Document segment |
>> BEGIN

US20260129541A1US 20260129541 A1US20260129541 A1US 20260129541A1US-20260129541-A1

Abstract

The disclosure relates to a 5G or 6G communication system for supporting a higher data transmission rate. A method performed by a UE in a wireless communication system may include receiving, from a base station, configuration information on an LTM including an execution condition for an LTM cell switch; and performing an evaluation for the execution condition of the LTM cell switch based on the configuration information, after the LTM cell switch.

Inventors

  • June Hwang
  • Seungri Jin

Assignees

  • SAMSUNG ELECTRONICS CO., LTD.

Dates

Publication Date
20260507
Application Date
20251106
Priority Date
20241106

Claims (20)

  1. 1 . A method performed by a user equipment (UE) in a wireless communication system, the method comprising: receiving, from a base station, configuration information on a layer 1/layer 2 (L1/L2) triggered mobility (LTM) including an execution condition for an LTM cell switch; and performing an evaluation for the execution condition of the LTM cell switch based on the configuration information, after the LTM cell switch.
  2. 2 . The method of claim 1 , wherein the execution condition for the LTM cell switch includes a first execution condition associated with a serving cell and a second execution condition for at least one LTM candidate.
  3. 3 . The method of claim 2 , wherein the configuration information on the LTM further includes information for configuring the at least one LTM candidate.
  4. 4 . The method of claim 2 , wherein the configuration information is associated with an identifier (ID) of the at least one LTM candidate.
  5. 5 . The method of claim 2 , wherein the first execution condition is for an initial LTM cell switch of the serving cell, and wherein the second execution condition is for a subsequent LTM cell switch of the at least one LTM candidate.
  6. 6 . A method performed by a base station in a wireless communication system, the method comprising: transmitting, to a user equipment (UE), configuration information on a layer 1/layer 2 (L1/L2) triggered mobility (LTM) including an execution condition for an LTM cell switch, wherein an evaluation for the execution condition of the LTM cell switch is based on the configuration information, after the LTM cell switch.

>> END

Recorded information |
>> BEGIN

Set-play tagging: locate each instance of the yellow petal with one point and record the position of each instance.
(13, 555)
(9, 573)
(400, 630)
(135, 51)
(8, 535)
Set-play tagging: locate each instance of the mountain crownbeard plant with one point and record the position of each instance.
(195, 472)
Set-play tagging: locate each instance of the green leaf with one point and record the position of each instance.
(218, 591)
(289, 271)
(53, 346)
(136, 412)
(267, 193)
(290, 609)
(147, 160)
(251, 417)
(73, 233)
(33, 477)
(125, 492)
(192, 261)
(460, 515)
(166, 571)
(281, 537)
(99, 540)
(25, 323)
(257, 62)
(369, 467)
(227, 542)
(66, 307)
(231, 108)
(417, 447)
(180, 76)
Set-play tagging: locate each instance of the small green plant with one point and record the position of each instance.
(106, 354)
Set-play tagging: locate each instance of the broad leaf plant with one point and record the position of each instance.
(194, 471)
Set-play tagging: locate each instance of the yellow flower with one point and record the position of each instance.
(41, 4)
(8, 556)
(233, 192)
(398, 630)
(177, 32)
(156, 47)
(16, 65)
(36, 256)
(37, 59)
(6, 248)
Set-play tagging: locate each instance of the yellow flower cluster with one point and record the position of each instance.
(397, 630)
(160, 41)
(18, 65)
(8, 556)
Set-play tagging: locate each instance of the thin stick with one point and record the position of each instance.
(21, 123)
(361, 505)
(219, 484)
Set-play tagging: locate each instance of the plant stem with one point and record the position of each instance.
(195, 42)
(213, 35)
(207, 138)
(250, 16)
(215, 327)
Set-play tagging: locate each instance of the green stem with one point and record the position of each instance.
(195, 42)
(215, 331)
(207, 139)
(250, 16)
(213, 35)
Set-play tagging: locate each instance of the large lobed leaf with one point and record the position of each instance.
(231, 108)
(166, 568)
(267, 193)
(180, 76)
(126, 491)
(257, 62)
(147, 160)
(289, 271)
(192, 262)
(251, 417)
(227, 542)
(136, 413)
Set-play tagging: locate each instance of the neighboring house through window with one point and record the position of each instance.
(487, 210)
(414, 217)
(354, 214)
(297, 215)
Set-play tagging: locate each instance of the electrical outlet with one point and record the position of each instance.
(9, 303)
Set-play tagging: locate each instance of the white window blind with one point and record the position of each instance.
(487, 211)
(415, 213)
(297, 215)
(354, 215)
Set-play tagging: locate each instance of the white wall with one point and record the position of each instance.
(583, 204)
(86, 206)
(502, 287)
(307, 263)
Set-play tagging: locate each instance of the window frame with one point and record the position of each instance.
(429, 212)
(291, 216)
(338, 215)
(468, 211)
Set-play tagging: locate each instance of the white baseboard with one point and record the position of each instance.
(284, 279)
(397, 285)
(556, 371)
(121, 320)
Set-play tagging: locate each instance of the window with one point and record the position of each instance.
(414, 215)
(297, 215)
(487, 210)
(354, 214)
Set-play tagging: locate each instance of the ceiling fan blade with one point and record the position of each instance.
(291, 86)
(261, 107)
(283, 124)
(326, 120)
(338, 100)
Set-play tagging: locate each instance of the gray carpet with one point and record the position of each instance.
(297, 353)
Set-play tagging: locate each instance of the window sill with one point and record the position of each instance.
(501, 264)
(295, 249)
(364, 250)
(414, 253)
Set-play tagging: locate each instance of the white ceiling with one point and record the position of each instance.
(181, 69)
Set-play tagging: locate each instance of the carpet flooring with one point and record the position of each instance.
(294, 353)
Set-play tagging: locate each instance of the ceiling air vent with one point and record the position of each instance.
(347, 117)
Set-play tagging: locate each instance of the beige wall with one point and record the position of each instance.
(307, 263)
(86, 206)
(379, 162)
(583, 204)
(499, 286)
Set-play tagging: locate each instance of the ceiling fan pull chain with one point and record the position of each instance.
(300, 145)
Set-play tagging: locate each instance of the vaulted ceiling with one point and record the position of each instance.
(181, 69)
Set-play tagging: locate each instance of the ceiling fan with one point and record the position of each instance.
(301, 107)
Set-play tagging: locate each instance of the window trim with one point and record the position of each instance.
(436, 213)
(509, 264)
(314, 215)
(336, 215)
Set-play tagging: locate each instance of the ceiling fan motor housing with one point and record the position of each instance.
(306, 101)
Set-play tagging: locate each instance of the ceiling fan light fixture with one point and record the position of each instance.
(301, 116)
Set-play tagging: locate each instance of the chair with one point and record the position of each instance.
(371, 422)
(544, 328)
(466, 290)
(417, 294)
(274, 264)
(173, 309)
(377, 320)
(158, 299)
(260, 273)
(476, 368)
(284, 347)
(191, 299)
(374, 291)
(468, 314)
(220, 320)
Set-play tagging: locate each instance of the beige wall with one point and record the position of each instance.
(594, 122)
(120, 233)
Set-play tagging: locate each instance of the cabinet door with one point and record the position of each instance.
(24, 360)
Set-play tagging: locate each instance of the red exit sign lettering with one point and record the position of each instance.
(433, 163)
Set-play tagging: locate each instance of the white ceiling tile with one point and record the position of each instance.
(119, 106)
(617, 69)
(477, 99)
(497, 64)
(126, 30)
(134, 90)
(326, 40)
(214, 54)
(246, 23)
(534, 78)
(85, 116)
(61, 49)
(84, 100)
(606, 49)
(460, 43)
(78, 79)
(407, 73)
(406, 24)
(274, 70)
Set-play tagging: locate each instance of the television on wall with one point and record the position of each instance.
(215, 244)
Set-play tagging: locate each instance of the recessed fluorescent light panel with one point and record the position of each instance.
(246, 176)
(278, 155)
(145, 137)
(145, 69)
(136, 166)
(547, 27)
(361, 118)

>> END

Problems and tasks |
- 1) Pick out every line of the listing that contains the word "ceiling".
- 2) Carry on the patent text about cell switching in wireless networks, starting right after its last sentence.

Answers given |
- 1)
Set-play tagging: locate each instance of the ceiling fan blade with one point and record the position of each instance.
Set-play tagging: locate each instance of the white ceiling with one point and record the position of each instance.
Set-play tagging: locate each instance of the ceiling air vent with one point and record the position of each instance.
Set-play tagging: locate each instance of the ceiling fan pull chain with one point and record the position of each instance.
Set-play tagging: locate each instance of the vaulted ceiling with one point and record the position of each instance.
Set-play tagging: locate each instance of the ceiling fan with one point and record the position of each instance.
Set-play tagging: locate each instance of the ceiling fan motor housing with one point and record the position of each instance.
Set-play tagging: locate each instance of the ceiling fan light fixture with one point and record the position of each instance.
Set-play tagging: locate each instance of the white ceiling tile with one point and record the position of each instance.

- 2)
  7. 7 . The method of claim 6 , wherein the execution condition for the LTM cell switch includes a first execution condition associated with a serving cell and a second execution condition for at least one LTM candidate.
  8. 8 . The method of claim 7 , wherein the configuration information on the LTM further includes information for configuring the at least one LTM candidate.
  9. 9 . The method of claim 7 , wherein the configuration information is associated with an identifier (ID) of the at least one LTM candidate.
  10. 10 . The method of claim 7 , wherein the first execution condition is for an initial LTM cell switch of the serving cell, and wherein the second execution condition is for a subsequent LTM cell switch of the at least one LTM candidate.
  11. 11 . A user equipment (UE) comprising: at least one transceiver; at least one processor communicatively coupled to the at least one transceiver; and at least one memory, communicatively coupled to the at least one processor, storing instructions executable by the at least one processor individually or in any combination to cause the UE to: receive, from a base station, configuration information on a layer 1/layer 2 (L1/L2) triggered mobility (LTM) including an execution condition for an LTM cell switch, and perform an evaluation for the execution condition of the LTM cell switch based on the configuration information, after the LTM cell switch.
  12. 12 . The UE of claim 11 , wherein the execution condition for the LTM cell switch includes a first execution condition associated with a serving cell and a second execution condition for at least one LTM candidate.
  13. 13 . The UE of claim 12 , wherein the configuration information on the LTM further includes information for configuring the at least one LTM candidate.
  14. 14 . The UE of claim 12 , wherein the configuration information is associated with an identifier (ID) of the at least one LTM candidate.
  15. 15 . The UE of claim 12 , wherein the first execution condition is for an initial LTM cell switch of the serving cell, and wherein the second execution condition is for a subsequent LTM cell switch of the at least one LTM candidate.
  16. 16 . A base station comprising: at least one transceiver; at least one processor communicatively coupled to the at least one transceiver; and at least one memory, communicatively coupled to the at least one processor, storing instructions executable by the at least one processor individually or in any combination to cause the base station to: transmit, to a user equipment (UE), configuration information on a layer 1/layer 2 (L1/L2) triggered mobility (LTM) including an execution condition for an LTM cell switch, wherein an evaluation for the execution condition of the LTM cell switch is based on the configuration information, after the LTM cell switch.
  17. 17 . The base station of claim 16 , wherein the execution condition for the LTM cell switch includes a first execution condition associated with a serving cell and a second execution condition for at least one LTM candidate.
  18. 18 . The base station of claim 17 , wherein the configuration information on the LTM further includes information for configuring the at least one LTM candidate.
  19. 19 . The base station of claim 17 , wherein the configuration information is associated with an identifier (ID) of the at least one LTM candidate.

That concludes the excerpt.